— Start Material to process —

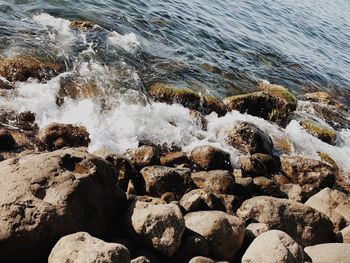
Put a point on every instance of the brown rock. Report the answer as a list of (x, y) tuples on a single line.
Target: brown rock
[(56, 136), (210, 158), (55, 194), (248, 138), (217, 181), (304, 224)]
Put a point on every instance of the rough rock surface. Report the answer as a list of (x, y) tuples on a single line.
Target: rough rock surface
[(304, 224), (334, 204), (160, 226), (81, 248), (210, 158), (329, 253), (224, 233), (162, 179), (217, 181), (273, 246), (46, 196), (56, 136)]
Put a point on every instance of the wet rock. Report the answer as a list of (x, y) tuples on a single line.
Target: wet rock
[(81, 247), (56, 136), (159, 226), (174, 158), (210, 158), (143, 156), (273, 246), (311, 175), (224, 233), (304, 224), (20, 68), (322, 132), (273, 103), (259, 165), (201, 200), (217, 181), (162, 179), (334, 204), (56, 194), (82, 25), (7, 142), (248, 138), (329, 253)]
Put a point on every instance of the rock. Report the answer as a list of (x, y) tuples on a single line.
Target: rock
[(345, 235), (329, 253), (55, 194), (273, 246), (224, 233), (322, 132), (7, 142), (160, 226), (311, 175), (141, 259), (304, 224), (200, 200), (334, 204), (81, 247), (162, 179), (274, 103), (174, 158), (248, 138), (82, 25), (259, 164), (57, 136), (210, 158), (20, 68), (217, 181), (143, 156)]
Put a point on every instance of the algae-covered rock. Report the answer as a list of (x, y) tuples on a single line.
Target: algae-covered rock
[(273, 103), (20, 68)]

— End Material to process —

» Exercise brief: Copy every line of the listing above without changing anything, and leave the pictures out of your copy.

» The solution:
Put a point on every instance of the brown rock. Report the answer as a list of (x, y) tuples on a single line.
Target: brown rock
[(56, 136), (210, 158), (55, 194), (248, 138), (217, 181), (304, 224)]
Put a point on every instance of the rough rock surface. Report the answer as a list of (x, y) tuples on a single line.
Target: rough rock surface
[(304, 224), (334, 204), (160, 226), (81, 248), (210, 158), (329, 253), (224, 233), (162, 179), (217, 181), (273, 246), (46, 196), (56, 136)]
Put a point on every instance of the wet rock. Report the answer as a list of (x, y) tuples on a single line.
Target: wet rock
[(81, 247), (56, 136), (159, 226), (174, 158), (210, 158), (143, 156), (273, 246), (311, 175), (224, 233), (304, 224), (20, 68), (322, 132), (273, 103), (259, 165), (201, 200), (217, 181), (162, 179), (334, 204), (56, 194), (82, 25), (7, 142), (248, 138), (329, 253)]
Put a point on every instance of the rock. Report the answer as a list of (x, y) tuples on a single line.
Target: rock
[(345, 235), (329, 253), (55, 194), (273, 246), (224, 233), (322, 132), (7, 142), (160, 226), (311, 175), (141, 259), (304, 224), (200, 200), (334, 204), (81, 247), (162, 179), (274, 103), (174, 158), (248, 138), (82, 25), (259, 164), (57, 136), (210, 158), (20, 68), (217, 181), (143, 156)]
Put a point on every instance of the algae-covered rock. Report the answer as a list of (x, y) tuples on a single line.
Target: algae-covered rock
[(273, 103), (20, 68)]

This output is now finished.